** BRANO SCELTO **
------------------------------------------------
Opera Omnia Luigi Einaudi

Di un problema che non è particolare all’Alto Adige

Tipologia: Paragrafo/Articolo – Data pubblicazione: 01/01/1956

Di un problema che non è particolare all’Alto Adige

Prediche inutili, Torino, Einaudi, 1956, pp. 164-170

 

 

 

Dalle notizie dei giornali e dai comunicati alla stampa appare che gli altoatesini di lingua tedesca richieggono, fra l’altro, sia limitata nella provincia di Bolzano la immigrazione dei cittadini della Repubblica, dei quali la lingua materna non sia la tedesca. Si teme che l’aumento, che si afferma artificioso sia in passato che oggi, e che autorevolmente si ribatte essere oramai ridotto a misura assai modesta, dei cittadini di lingua italiana attenui o guasti la unità del gruppo etnico tedesco, sicché un po’ per volta la maggioranza della popolazione diventi italiana e sia messa in pericolo l’indole tedesca della provincia.

 

 

La richiesta non ha fondamento né nello statuto della regione Trentino-Alto Adige né nel testo dell’accordo De Gasperi-Gruber; ed è in netto contrasto con il chiaro precetto dell’art. 16 della Costituzione italiana: «Ogni cittadino può circolare e soggiornare liberamente in qualsiasi parte del territorio nazionale, salvo le limitazioni che la legge stabilisce in via generale per ragioni di sanità e sicurezza. Nessuna restrizione può essere determinata da ragioni politiche». Non esistono ragioni di sanità e sicurezza, le quali consentano di vietare la immigrazione nella provincia di Bolzano di italiani nati o residenti in altre provincie della Repubblica.

 

 

Le ragioni particolari di sanità e di sicurezza, le quali vieterebbero l’entrata nella provincia debbono essere constatate dalle autorità competenti in ogni caso singolo e la decisione deve essere presa a norma delle leggi vigenti. Nessuna legge dichiara o potrà mai dichiarare che i cittadini di lingua italiana siano incapaci in generale di risiedere per ragioni di sanità o di sicurezza nell’Alto Adige.

 

 

Se la richiesta, così come è formulata, è priva di qualsiasi fondamento, si deve riconoscere che a suo favore si possono addurre due ragioni.

 

 

La prima parmi sia stata formulata così: non hanno forse taluni comuni italiani il diritto di concedere o negare il permesso di residenza e quindi di lavoro ai cittadini italiani provenienti da altre parti del territorio nazionale? Le migrazioni interne non sono assoggettate a vincoli, a permessi, ad autorizzazioni dell’autorità pubblica? Se così è, perché le città di Bolzano, di Bressanone, di Brunico, ecc. ecc. non debbono avere la medesima potestà, che esse eserciteranno per ragioni ed entro limiti di convenienza economica o sociale non diversi da quelli invalsi nelle altre città italiane? Perché alle autorità regionali e provinciali della regione non deve essere riconosciuta la medesima facoltà di dar pareri, vincolanti o meno, che sia esercitata altrove dalle autorità locali?
------------------------------------------------
** DATI FORNITI **
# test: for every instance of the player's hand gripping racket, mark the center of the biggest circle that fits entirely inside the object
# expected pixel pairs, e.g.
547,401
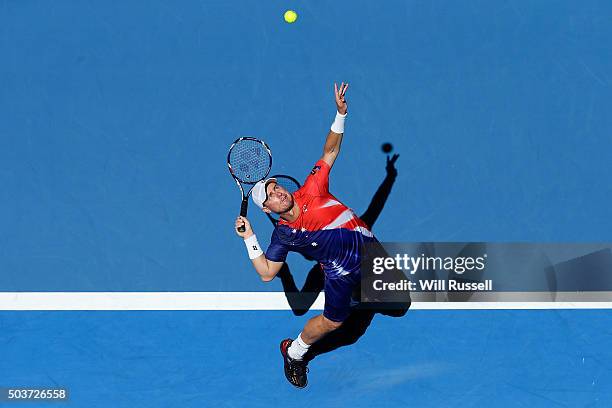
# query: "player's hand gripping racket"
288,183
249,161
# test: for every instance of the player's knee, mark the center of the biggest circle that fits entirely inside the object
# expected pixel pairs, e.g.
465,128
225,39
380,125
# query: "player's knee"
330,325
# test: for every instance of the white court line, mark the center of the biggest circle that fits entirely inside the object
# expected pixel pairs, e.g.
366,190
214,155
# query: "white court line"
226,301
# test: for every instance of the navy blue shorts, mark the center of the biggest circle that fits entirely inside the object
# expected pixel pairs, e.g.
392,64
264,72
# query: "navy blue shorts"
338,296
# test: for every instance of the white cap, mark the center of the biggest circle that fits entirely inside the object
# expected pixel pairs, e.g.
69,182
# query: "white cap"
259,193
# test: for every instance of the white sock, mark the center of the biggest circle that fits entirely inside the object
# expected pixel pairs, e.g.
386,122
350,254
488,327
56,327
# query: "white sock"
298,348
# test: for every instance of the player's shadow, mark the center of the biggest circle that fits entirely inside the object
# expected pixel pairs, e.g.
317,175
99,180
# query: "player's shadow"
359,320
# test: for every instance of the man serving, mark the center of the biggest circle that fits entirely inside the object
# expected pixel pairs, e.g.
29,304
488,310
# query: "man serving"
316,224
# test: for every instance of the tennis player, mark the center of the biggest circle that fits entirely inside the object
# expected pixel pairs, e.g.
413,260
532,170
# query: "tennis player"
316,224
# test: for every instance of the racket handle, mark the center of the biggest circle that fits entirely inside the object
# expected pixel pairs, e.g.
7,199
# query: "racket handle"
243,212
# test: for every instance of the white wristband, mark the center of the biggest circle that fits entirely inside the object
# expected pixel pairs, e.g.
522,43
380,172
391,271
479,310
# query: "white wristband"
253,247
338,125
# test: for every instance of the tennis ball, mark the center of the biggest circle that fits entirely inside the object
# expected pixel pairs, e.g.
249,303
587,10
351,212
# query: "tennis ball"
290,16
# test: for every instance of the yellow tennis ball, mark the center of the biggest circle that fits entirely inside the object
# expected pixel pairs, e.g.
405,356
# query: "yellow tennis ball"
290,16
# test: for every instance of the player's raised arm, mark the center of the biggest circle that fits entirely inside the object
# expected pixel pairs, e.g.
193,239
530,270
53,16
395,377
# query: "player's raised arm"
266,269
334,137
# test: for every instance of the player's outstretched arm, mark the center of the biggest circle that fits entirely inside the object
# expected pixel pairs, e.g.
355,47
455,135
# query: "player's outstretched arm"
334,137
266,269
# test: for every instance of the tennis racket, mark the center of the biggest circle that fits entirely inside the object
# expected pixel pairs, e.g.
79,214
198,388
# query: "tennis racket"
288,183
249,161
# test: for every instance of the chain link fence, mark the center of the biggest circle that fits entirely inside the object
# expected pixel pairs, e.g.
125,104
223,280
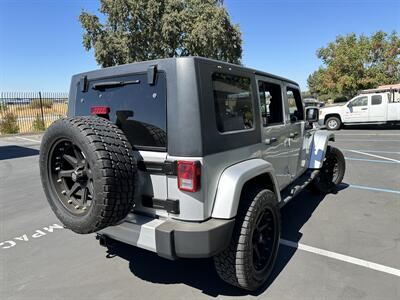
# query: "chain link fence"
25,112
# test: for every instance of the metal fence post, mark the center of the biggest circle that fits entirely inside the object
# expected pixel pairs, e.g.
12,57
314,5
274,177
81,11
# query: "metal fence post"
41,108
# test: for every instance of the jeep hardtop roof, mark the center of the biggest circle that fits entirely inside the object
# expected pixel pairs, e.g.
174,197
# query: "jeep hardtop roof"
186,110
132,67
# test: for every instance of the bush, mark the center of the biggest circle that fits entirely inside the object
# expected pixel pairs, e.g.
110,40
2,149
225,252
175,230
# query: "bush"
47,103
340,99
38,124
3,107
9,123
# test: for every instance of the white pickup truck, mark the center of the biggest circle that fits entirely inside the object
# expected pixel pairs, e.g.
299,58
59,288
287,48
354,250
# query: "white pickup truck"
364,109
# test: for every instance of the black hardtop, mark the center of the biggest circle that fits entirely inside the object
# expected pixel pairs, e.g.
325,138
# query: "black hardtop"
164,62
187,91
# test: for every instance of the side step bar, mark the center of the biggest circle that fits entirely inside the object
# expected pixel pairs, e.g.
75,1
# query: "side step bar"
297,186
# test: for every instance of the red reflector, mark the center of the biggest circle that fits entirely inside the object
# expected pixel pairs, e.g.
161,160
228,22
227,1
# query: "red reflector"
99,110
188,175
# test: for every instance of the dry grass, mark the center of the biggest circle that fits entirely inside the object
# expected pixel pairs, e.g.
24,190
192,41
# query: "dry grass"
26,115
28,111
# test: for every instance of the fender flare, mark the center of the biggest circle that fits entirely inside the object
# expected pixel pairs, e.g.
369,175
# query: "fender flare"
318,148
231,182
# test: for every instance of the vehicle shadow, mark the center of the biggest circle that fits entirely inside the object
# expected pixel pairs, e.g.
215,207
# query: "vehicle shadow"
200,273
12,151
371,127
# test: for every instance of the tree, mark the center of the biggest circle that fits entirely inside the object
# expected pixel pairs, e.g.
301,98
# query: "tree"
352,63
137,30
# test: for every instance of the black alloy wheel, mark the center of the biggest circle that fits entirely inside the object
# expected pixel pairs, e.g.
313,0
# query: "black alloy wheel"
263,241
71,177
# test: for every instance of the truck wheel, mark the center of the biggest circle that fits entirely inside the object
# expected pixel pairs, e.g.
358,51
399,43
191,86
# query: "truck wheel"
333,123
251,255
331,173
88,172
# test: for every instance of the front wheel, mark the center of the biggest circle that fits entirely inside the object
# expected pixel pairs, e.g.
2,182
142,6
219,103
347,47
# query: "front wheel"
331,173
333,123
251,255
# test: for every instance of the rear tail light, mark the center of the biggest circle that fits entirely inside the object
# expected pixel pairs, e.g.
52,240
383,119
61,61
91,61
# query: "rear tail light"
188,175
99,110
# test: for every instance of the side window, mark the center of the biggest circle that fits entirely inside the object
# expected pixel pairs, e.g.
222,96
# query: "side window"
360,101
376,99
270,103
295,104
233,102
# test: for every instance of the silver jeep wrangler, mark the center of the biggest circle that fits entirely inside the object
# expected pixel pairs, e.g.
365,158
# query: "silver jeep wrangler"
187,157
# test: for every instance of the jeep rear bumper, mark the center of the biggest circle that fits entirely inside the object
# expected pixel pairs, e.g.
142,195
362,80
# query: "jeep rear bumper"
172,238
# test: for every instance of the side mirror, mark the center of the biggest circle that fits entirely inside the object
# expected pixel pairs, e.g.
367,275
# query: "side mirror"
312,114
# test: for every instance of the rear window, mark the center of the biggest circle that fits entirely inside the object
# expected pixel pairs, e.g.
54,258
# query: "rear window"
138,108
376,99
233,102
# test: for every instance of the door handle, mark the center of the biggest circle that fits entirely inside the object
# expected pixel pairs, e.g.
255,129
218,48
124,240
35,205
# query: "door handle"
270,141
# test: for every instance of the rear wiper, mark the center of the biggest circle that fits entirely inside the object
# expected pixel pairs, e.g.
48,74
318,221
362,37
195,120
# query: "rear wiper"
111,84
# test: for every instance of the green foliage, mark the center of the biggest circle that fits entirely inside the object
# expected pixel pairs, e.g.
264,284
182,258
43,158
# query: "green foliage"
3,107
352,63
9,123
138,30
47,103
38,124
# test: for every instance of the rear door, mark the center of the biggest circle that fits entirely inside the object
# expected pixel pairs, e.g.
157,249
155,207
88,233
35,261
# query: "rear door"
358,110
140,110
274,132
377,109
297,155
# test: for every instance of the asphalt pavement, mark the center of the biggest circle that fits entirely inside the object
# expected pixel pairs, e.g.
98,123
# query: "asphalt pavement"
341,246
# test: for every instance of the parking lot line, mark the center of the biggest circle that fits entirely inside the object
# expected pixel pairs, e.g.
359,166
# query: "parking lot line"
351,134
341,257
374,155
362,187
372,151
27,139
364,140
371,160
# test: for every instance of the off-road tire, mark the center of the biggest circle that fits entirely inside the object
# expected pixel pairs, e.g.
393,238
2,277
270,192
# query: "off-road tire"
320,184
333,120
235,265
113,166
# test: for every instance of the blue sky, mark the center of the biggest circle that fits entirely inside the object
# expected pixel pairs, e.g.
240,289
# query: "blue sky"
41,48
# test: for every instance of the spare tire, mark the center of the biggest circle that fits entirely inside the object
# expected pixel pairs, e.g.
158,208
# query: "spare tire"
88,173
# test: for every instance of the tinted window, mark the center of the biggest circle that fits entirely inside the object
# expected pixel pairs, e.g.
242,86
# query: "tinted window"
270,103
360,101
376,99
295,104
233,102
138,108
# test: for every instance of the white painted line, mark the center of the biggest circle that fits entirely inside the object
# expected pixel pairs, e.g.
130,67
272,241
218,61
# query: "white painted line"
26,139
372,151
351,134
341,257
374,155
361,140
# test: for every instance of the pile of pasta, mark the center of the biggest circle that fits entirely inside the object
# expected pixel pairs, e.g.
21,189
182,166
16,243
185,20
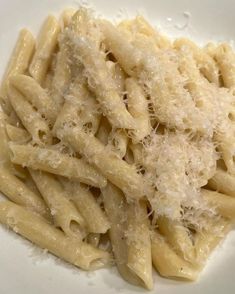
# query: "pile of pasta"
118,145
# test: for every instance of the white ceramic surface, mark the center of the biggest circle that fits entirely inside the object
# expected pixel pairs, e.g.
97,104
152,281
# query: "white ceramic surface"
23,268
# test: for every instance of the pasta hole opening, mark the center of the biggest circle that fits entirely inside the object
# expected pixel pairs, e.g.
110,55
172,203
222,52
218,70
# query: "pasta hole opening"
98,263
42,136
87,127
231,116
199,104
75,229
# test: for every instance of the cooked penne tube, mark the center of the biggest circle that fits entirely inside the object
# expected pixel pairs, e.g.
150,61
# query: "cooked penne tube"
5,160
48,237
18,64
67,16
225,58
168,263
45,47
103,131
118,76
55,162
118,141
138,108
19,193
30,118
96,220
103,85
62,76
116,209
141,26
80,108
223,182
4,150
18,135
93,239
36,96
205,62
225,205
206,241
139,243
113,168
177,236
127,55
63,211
------------------------------------------------
** DA SVOLGERE **
**a)** Riscrivi il brano sull'Alto Adige da "La prima parmi" a "dalle autorità locali?", sostituendo "Brunico" con "Merano".
**b)** Prosegui il brano sull'immigrazione in Alto Adige a partire dall'ultima frase riportata.

** RISPOSTE ALL'ESERCIZIO **
**a)**
La prima parmi sia stata formulata così: non hanno forse taluni comuni italiani il diritto di concedere o negare il permesso di residenza e quindi di lavoro ai cittadini italiani provenienti da altre parti del territorio nazionale? Le migrazioni interne non sono assoggettate a vincoli, a permessi, ad autorizzazioni dell’autorità pubblica? Se così è, perché le città di Bolzano, di Bressanone, di Merano, ecc. ecc. non debbono avere la medesima potestà, che esse eserciteranno per ragioni ed entro limiti di convenienza economica o sociale non diversi da quelli invalsi nelle altre città italiane? Perché alle autorità regionali e provinciali della regione non deve essere riconosciuta la medesima facoltà di dar pareri, vincolanti o meno, che sia esercitata altrove dalle autorità locali?

**b)**
 

 

Esposta così, la tesi degli altoatesini di lingua tedesca, è inoppugnabile. Non v’ha alcuna ragione che legittimi un diverso trattamento delle città altoatesine in confronto alle altre città italiane. Non v’ha motivo perché l’attuazione delle norme regolatrici delle migrazioni interne ad opera degli uffici statali avvenga in maniera diversa da una regione all’altra, da una provincia all’altra. Poiché le migrazioni interne sono vincolate a criteri di possibilità di accoglimento e di lavoro nelle città di immigrazione; e poiché l’opinione di queste ha di fatto dappertutto un peso spesso determinante, così nessuna facoltà può correttamente essere negata alla provincia di Bolzano che di diritto o di fatto sia invalsa nelle altre parti d’Italia; e se è opinione degli altoatesini che l’immigrazione di cittadini di lingua italiana debba essere ristretta o del tutto negata, di questa opinione deve essere tenuto conto, non ad arbitrio delle autorità statali, ma a norma delle regole osservate in generale nel territorio della Repubblica.

 

 

La richiesta non soffre obbiezioni. Le leggi del 9 aprile 1931 n. 358 per la disciplina e lo sviluppo delle migrazioni interne e del 6 luglio 1939 n. 1092 contro l’urbanesimo[1] che istituivano il domicilio coatto e la servitù della gleba nel nostro paese, devono essere applicate, finché durano, in ogni parte d’Italia. Tuttoché «nefande» e «caduche perché contrarie alla costituzione»[2] tutte le autorità locali le quali ritengono di avervi interesse hanno ragione di pretenderne l’applicazione. Non si può negare all’Alto Adige il diritto di porre limiti all’emigrazione dalle altre zone dello stato, se le due leggi non siano abrogate dalle ime fondamenta, senza lasciare traccia alcuna. Finché le due leggi – come è urgente si faccia – non siano tolte di mezzo, il divieto agli uni di far ciò che è consentito agli altri legittima la taccia di sepolcri imbiancati rivolta al legislatore nostrano, il quale si ostina a vietare all’interno quella libertà di movimento che ogni giorno invoca dagli stranieri a prò dei nostri emigrati.

 

 

La seconda ragione la quale può essere addotta a favore della restrizione contro i cittadini di lingua italiana non tocca anch’essa in particolare l’Alto Adige, sibbene in generale tutto il territorio nazionale. La situazione particolare dell’Alto Adige è stata solo per me l’occasione di ripensare ad un problema il quale, nonostante sia raramente o mai discusso, ha grande importanza nazionale.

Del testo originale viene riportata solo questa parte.